» EXERCISE:
Restate all of the data exactly.
-- start of RECORDS TO PROCESS --
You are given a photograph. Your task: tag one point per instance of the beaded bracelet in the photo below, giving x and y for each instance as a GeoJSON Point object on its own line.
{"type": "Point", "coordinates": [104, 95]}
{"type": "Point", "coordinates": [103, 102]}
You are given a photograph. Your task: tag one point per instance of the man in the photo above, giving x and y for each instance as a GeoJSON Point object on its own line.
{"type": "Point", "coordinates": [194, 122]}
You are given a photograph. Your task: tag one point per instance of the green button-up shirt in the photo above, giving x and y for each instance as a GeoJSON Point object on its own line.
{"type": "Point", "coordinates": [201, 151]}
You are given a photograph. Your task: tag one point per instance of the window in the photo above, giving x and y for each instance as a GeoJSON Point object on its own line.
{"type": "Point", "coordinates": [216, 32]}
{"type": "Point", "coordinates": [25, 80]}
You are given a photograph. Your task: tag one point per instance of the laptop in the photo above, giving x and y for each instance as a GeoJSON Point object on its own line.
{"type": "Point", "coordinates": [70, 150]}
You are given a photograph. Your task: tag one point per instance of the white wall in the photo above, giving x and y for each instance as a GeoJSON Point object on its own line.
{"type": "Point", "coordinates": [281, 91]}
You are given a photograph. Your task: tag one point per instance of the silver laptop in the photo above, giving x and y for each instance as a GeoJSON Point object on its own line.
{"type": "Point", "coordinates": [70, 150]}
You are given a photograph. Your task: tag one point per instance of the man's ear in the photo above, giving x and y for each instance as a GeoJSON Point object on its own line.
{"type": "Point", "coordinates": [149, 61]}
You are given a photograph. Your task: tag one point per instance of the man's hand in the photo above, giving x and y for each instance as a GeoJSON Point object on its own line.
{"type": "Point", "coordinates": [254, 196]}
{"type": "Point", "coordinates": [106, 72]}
-- end of RECORDS TO PROCESS --
» RESULT FOR THIS EXERCISE:
You are given a photograph. Your task: tag one point per instance of the beaded bracelet in the photo below, giving x and y for each instance as a GeoJSON Point object on its own line.
{"type": "Point", "coordinates": [104, 95]}
{"type": "Point", "coordinates": [103, 102]}
You are given a photograph. Your task: tag one point per instance of the man in the photo above, giving x and y for each instance as a GeoJSON Point object on its own line.
{"type": "Point", "coordinates": [194, 122]}
You are given a photograph. Your task: tag one point per instance of the green button-up shirt in the photo above, giving x and y for each instance as a GeoJSON Point object on its own line.
{"type": "Point", "coordinates": [201, 151]}
You are given a photograph. Your task: tag one point per instance of the window in the photo above, giving x and y for each instance as a GeoJSON Point object on its own line.
{"type": "Point", "coordinates": [216, 32]}
{"type": "Point", "coordinates": [25, 80]}
You are given a photograph. Your task: tag one point per instance of the laptop in the photo above, giving x and y for each instance as a GeoJSON Point object on its own line.
{"type": "Point", "coordinates": [70, 150]}
You are given a photograph. Your task: tag one point per instance of the white wall in the photo above, giving x and y for each instance as a GeoJSON Point object on its own line.
{"type": "Point", "coordinates": [281, 91]}
You are given a photograph. Your task: tag one point per instance of the silver laptop in the photo above, giving x and y for each instance as a GeoJSON Point object on its own line.
{"type": "Point", "coordinates": [70, 150]}
You are given a photograph. Your task: tag one point per instance of the man's ear in the photo above, giving x and y for each instance as a GeoJSON Point object on its own line.
{"type": "Point", "coordinates": [149, 61]}
You are given a photograph. Your task: tag one point per instance of the man's hand in the photo above, giving x and y for each instance as a GeoJSON Point object on its own line.
{"type": "Point", "coordinates": [254, 196]}
{"type": "Point", "coordinates": [106, 72]}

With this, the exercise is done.